**Input records:**

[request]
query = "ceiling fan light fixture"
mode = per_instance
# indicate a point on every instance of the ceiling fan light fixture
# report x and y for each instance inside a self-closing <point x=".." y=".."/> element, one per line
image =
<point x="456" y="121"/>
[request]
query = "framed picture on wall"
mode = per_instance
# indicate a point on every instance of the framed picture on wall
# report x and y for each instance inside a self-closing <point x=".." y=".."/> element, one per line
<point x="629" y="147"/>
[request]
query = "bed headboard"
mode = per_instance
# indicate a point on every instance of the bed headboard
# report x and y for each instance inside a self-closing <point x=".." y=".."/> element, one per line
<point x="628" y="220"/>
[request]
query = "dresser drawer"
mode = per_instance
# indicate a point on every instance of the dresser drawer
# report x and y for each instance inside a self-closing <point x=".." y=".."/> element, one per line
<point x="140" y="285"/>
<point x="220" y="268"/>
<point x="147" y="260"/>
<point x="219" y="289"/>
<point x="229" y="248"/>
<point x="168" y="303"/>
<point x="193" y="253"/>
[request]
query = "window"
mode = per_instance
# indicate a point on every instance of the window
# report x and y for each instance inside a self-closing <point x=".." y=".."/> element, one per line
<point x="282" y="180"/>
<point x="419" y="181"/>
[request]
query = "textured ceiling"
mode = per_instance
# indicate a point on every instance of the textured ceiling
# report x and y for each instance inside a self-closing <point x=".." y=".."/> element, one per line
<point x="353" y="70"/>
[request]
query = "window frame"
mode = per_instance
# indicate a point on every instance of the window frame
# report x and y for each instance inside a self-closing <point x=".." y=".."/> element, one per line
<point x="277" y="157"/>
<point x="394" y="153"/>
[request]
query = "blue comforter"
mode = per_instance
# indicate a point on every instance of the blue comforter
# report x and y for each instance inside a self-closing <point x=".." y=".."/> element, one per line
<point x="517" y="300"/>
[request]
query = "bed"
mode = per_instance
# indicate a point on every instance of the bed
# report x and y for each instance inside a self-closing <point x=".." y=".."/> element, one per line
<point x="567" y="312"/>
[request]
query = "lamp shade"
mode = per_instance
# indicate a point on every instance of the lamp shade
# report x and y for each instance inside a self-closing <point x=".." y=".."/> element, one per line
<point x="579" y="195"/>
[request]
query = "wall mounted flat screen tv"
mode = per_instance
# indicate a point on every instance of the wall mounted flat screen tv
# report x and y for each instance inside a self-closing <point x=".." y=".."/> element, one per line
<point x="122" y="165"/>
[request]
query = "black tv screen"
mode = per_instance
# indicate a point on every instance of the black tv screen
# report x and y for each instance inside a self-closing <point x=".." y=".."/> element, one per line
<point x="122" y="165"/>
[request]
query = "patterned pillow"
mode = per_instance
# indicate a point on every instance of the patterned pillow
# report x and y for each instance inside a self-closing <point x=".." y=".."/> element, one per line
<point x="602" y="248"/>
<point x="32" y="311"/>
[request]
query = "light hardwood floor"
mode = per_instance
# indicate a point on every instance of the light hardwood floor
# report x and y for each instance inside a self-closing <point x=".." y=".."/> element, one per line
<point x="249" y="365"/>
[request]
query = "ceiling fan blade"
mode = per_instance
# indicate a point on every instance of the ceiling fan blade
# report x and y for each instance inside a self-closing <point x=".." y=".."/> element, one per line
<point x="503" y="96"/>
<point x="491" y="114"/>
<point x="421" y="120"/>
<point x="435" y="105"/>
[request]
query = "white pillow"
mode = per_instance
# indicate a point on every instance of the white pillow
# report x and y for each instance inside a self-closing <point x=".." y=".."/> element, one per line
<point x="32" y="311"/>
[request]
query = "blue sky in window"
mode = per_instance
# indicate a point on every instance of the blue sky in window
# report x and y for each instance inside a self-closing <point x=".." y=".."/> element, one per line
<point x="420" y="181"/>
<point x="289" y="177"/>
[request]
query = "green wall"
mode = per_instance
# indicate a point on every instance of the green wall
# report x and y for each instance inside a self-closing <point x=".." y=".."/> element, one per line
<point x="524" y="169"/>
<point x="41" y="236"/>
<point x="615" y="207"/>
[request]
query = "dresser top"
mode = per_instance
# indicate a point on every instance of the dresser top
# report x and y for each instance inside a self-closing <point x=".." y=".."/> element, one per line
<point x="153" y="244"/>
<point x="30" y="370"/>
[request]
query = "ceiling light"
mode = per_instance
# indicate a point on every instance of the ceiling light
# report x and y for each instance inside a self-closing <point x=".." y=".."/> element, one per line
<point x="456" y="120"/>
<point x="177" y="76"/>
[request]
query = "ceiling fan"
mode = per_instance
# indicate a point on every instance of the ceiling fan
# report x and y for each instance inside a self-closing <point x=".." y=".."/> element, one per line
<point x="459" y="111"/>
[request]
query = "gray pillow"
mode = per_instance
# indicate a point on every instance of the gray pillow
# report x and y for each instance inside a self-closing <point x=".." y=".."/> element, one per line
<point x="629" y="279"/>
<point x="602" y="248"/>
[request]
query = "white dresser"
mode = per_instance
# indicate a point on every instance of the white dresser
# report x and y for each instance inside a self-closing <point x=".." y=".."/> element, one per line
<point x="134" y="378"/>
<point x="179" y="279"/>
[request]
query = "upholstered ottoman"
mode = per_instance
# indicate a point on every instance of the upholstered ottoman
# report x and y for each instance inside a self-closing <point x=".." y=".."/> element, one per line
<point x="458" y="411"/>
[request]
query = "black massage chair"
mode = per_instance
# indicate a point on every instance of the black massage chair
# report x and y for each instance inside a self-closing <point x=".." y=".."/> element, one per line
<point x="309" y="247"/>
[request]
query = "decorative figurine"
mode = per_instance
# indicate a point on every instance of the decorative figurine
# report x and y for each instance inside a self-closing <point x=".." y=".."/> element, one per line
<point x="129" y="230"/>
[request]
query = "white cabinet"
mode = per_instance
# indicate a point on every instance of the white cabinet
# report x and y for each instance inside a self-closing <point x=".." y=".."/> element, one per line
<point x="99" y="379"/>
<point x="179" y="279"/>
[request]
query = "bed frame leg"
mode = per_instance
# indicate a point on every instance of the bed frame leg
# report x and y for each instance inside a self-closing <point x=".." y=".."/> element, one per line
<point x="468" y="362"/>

**Prompt:** Reproduce the records above exactly.

**Answer:**
[request]
query = "ceiling fan light fixture"
mode = per_instance
# indicate a point on every instance of the ceiling fan light fixture
# report x and y for each instance inside a self-closing <point x=".." y=".."/> element, one per line
image =
<point x="456" y="121"/>
[request]
query = "framed picture on wall"
mode = per_instance
# indicate a point on every instance of the framed picture on wall
# report x and y for each instance inside a self-closing <point x=".." y=".."/> element, one per line
<point x="629" y="147"/>
[request]
query = "bed headboard"
mode = per_instance
# indicate a point on every instance of the bed headboard
# report x and y for each instance inside a self-closing <point x=".." y=".."/> element, one per line
<point x="628" y="220"/>
[request]
query = "dresser drawer"
mode = per_instance
# indicate a point on every instance of the dresser drawer
# report x and y for each instance inside a self-closing <point x=".." y=".."/> element, one per line
<point x="140" y="285"/>
<point x="220" y="268"/>
<point x="147" y="260"/>
<point x="219" y="289"/>
<point x="229" y="248"/>
<point x="168" y="303"/>
<point x="193" y="253"/>
[request]
query = "window"
mode = per_instance
# indicate a point on every instance of the window
# report x and y for each instance inside a self-closing <point x=".." y=".."/> element, one per line
<point x="282" y="180"/>
<point x="419" y="181"/>
[request]
query = "textured ceiling"
mode = per_instance
# indicate a point on every instance of the textured ceiling
# report x and y for each instance inside a self-closing <point x=".." y=".."/> element, one per line
<point x="353" y="70"/>
[request]
query = "window frame"
mode = per_instance
# indicate a point on every instance of the window frame
# report x and y for each instance inside a self-closing <point x=".." y=".."/> element, one per line
<point x="277" y="157"/>
<point x="394" y="153"/>
[request]
query = "blue comforter"
mode = per_instance
# indicate a point on every instance of the blue comforter
# report x and y for each instance inside a self-closing <point x=".." y=".."/> element, one per line
<point x="517" y="300"/>
[request]
query = "bed"
mode = per_instance
# indicate a point on every instance of the bed
# report x and y for each instance inside a self-closing <point x=".." y=".."/> element, one per line
<point x="567" y="312"/>
[request]
query = "lamp shade"
mode = per_instance
# indicate a point on every instance of the lamp shade
# report x and y for each instance inside a self-closing <point x=".." y=".."/> element, one per line
<point x="579" y="195"/>
[request]
query = "wall mounted flat screen tv"
mode = per_instance
# indicate a point on every instance of the wall mounted flat screen tv
# report x and y for each instance inside a self-closing <point x=".." y=".."/> element, one per line
<point x="122" y="165"/>
[request]
query = "black tv screen"
mode = per_instance
# indicate a point on every instance of the black tv screen
# report x and y for each instance inside a self-closing <point x=".." y=".."/> element, one per line
<point x="122" y="165"/>
[request]
query = "patterned pillow"
mode = per_instance
# indicate a point on every instance of the patterned pillow
# report x and y for each instance inside a self-closing <point x=".." y=".."/> element, one per line
<point x="602" y="248"/>
<point x="32" y="311"/>
[request]
query = "light hardwood floor"
mode = per_instance
# indicate a point on every instance of the light hardwood floor
# report x and y for each instance inside a self-closing <point x=".." y=".."/> element, one per line
<point x="249" y="365"/>
[request]
query = "ceiling fan blade"
mode = per_instance
# indicate a point on every instance of the ceiling fan blade
# report x and y for each instance inside a self-closing <point x=".." y=".."/> element, one per line
<point x="503" y="96"/>
<point x="491" y="114"/>
<point x="421" y="120"/>
<point x="435" y="105"/>
[request]
query = "white pillow"
mode = per_instance
# indicate a point on every instance of the white pillow
# report x and y for each instance inside a self-closing <point x=".." y=".."/> element, one per line
<point x="32" y="311"/>
[request]
query = "blue sky in window"
mode = per_instance
# indicate a point on every instance of the blue sky in window
# report x and y for each instance inside a self-closing <point x=".." y=".."/> element, one per line
<point x="420" y="181"/>
<point x="289" y="177"/>
[request]
query = "green wall"
mode = per_instance
# indicate a point on every instance of the green wall
# report x and y for each instance inside a self-closing <point x=".." y=".."/> element, one per line
<point x="524" y="169"/>
<point x="41" y="236"/>
<point x="615" y="207"/>
[request]
query = "dresser top"
mode = per_instance
# indicate a point on every instance of the dresser top
# report x and y for each instance inside a self-closing <point x=".." y=".."/> element, one per line
<point x="153" y="244"/>
<point x="30" y="370"/>
[request]
query = "ceiling light"
mode = per_instance
# indicate a point on every instance of the ceiling light
# report x and y for each instance inside a self-closing <point x=".." y=".."/> element, one per line
<point x="456" y="120"/>
<point x="177" y="76"/>
[request]
query = "ceiling fan"
mode = per_instance
# indicate a point on every instance of the ceiling fan
# report x and y for each instance inside a self-closing <point x=".." y=".."/> element, one per line
<point x="459" y="111"/>
[request]
query = "gray pillow"
mode = per_instance
# indicate a point on every instance of the gray pillow
# report x and y for each instance inside a self-closing <point x=".." y=".."/> element, one per line
<point x="629" y="279"/>
<point x="602" y="248"/>
[request]
query = "white dresser"
mode = per_instance
# indicate a point on every instance of the white dresser
# report x and y for each instance inside a self-closing <point x=".." y=".."/> element, one per line
<point x="134" y="378"/>
<point x="179" y="279"/>
[request]
query = "upholstered ottoman"
mode = per_instance
# indicate a point on every instance of the upholstered ottoman
# report x and y for each instance inside a self-closing <point x=".." y=".."/> element, one per line
<point x="458" y="411"/>
[request]
query = "black massage chair"
mode = per_instance
# indicate a point on every instance of the black massage chair
# report x and y for each instance inside a self-closing <point x=".." y=".."/> element, one per line
<point x="309" y="247"/>
[request]
query = "decorative figurine"
mode = per_instance
# indicate a point on every instance of the decorative figurine
# report x and y for each instance inside a self-closing <point x=".." y=".."/> element, one per line
<point x="129" y="230"/>
[request]
query = "white cabinet"
mode = per_instance
# indicate a point on every instance of the white cabinet
# report x and y for each instance inside a self-closing <point x=".." y=".."/> element, one per line
<point x="99" y="379"/>
<point x="179" y="279"/>
[request]
query = "bed frame leg"
mode = per_instance
# indicate a point on every instance of the bed frame leg
# report x and y for each instance inside a self-closing <point x=".." y=".."/> element, one per line
<point x="468" y="362"/>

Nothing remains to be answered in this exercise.